__Directions__:
Leave the pictures out. Return all other data exactly.

__Given information__:
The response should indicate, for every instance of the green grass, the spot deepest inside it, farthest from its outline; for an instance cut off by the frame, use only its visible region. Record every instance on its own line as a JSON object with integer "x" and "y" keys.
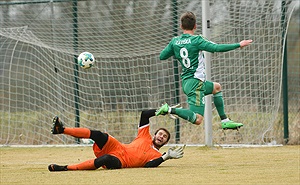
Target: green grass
{"x": 200, "y": 165}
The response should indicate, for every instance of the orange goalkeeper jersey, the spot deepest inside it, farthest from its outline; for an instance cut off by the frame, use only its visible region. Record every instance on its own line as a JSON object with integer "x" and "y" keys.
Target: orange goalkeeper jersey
{"x": 136, "y": 154}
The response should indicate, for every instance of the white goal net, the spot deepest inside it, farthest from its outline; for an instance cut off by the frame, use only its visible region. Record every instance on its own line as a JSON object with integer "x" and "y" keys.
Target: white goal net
{"x": 39, "y": 76}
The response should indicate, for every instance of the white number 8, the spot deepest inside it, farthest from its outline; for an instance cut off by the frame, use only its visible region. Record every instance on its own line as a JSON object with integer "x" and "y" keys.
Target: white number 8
{"x": 184, "y": 55}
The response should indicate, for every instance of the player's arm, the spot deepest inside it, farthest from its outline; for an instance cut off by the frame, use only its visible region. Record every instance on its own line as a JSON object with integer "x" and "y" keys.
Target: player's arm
{"x": 145, "y": 116}
{"x": 172, "y": 153}
{"x": 206, "y": 45}
{"x": 167, "y": 52}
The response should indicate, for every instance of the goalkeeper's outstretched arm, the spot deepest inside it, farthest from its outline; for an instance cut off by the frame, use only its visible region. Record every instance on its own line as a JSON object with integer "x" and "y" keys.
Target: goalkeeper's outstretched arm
{"x": 172, "y": 153}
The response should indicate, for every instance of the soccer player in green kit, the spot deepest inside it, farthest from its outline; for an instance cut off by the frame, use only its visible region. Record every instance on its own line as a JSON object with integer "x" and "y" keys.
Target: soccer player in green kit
{"x": 187, "y": 49}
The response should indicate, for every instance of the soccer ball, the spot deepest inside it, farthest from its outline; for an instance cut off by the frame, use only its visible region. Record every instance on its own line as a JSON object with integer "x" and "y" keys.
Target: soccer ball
{"x": 86, "y": 60}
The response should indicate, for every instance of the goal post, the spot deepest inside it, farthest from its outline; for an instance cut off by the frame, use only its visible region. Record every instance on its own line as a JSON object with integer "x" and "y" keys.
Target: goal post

__Answer to the task__:
The response should indicate, for every instance of the green grass, the spot deepest inside it, farthest from its outline; for an instance cut off by the frame, use only its visible region. Record every instance on its own line as a JSON object with integer "x" and "y" keys.
Target: green grass
{"x": 200, "y": 165}
The response should indicate, for every instance of the orange goalkeeper jersey, the spot deepest inside it, farthest from its outline; for an instance cut off by the frame, use only its visible region. Record every instance on its own line as a JSON object with integer "x" and "y" keys.
Target: orange goalkeeper jersey
{"x": 136, "y": 154}
The response should indicate, for every instance of the white goal net, the spot deepest inside it, farthest from its outline; for an instance cut off by the frame, use only its visible region. Record every instance on its own line as a JSON object with integer "x" and "y" keys.
Target: white goal net
{"x": 39, "y": 76}
The response should indicate, for every instance of the white number 8, the spot deepest inside it, farthest from its outline; for an instance cut off by the frame, use only its visible region. Record every instance on its own line as a JSON object with integer "x" and "y" keys.
Target: white number 8
{"x": 184, "y": 55}
The response should indicate, for every instance of the player's arm, the spot deepest inside it, farthest from its outline; for an instance cut off by the frame, use only its visible region. Record every instance on its own line as a JSON object with integer "x" and "y" keys.
Target: player's arm
{"x": 145, "y": 116}
{"x": 172, "y": 153}
{"x": 206, "y": 45}
{"x": 167, "y": 52}
The response should indicate, for every instance of the goalkeeper's outstretched arm, the spot deepest inside it, farthest from its outline; for an instance cut off by the frame, use only its visible region. Record every instance on its own line as a JSON object with integer "x" and "y" keys.
Target: goalkeeper's outstretched arm
{"x": 172, "y": 153}
The response should indicate, for every instance of the soccer player in green kit, the spot deepest inside it, farthest from its outline; for an instance cut off by the frame, use only its visible region. Record every instance on its own line as a JSON object with integer "x" and "y" keys.
Target: soccer player in green kit
{"x": 187, "y": 49}
The response should indicate, for every instance of the soccer ball, the spot deepest inside it, farthest from its outline; for an instance cut off by the frame, use only its visible region. Record every instance on its own line as a JSON object with integer "x" and "y" keys.
Target: soccer ball
{"x": 86, "y": 60}
The response should indicate, for every instance of the goal post, the spot deepest inside it, farthest from its outline; for an instance cut off by the frame, use only its visible region. Record every instance on its own line as a JSON object with integer "x" and "y" keys.
Target: goal post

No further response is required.